Records from a point labeling set:
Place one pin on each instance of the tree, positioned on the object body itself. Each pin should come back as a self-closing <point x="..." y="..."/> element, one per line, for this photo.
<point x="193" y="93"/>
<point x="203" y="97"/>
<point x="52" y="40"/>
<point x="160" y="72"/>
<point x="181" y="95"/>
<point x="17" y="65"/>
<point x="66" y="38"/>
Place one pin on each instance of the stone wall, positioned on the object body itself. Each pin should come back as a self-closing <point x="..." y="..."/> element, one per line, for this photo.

---

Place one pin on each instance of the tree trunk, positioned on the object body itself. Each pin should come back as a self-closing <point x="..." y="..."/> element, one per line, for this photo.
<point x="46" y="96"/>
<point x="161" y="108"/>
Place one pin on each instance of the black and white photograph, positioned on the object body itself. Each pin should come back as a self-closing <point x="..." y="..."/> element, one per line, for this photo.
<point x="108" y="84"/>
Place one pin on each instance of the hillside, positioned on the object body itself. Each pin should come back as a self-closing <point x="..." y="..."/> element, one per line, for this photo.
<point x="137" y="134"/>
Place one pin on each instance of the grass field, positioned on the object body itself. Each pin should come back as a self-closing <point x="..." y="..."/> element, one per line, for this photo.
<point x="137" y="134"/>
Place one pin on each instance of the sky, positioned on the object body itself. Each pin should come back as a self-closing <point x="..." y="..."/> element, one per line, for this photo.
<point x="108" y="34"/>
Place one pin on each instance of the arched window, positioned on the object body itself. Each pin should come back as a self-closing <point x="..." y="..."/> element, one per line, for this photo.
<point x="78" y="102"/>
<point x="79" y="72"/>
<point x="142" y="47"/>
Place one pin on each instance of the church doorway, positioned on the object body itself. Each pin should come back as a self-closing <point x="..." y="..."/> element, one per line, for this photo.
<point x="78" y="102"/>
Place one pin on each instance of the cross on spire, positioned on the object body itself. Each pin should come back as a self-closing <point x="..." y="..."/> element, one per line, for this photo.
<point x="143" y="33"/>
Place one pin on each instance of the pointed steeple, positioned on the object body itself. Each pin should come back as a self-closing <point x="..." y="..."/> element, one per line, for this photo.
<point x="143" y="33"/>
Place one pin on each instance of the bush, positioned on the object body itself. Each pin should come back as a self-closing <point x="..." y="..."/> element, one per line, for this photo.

[REQUEST]
Please copy the records from the line with "Place one pin on each instance of the tree, positioned" up to and including the line with "Place one pin on each instance of the stone", substituting "marker" for every "pin" and leaving everything else unchanged.

[SOLUTION FOR THIS PROBLEM]
Place one marker on each instance of the tree, positioned on the object body itself. Each marker should come back as a self-closing <point x="..." y="..."/> element, one per line, for this photo.
<point x="193" y="93"/>
<point x="203" y="97"/>
<point x="52" y="40"/>
<point x="160" y="72"/>
<point x="181" y="95"/>
<point x="17" y="65"/>
<point x="66" y="38"/>
Place one marker on each instance of the stone wall, positioned on the object body itself. Each marker should come back as a self-closing <point x="..." y="..."/> element, one per line, for this photo.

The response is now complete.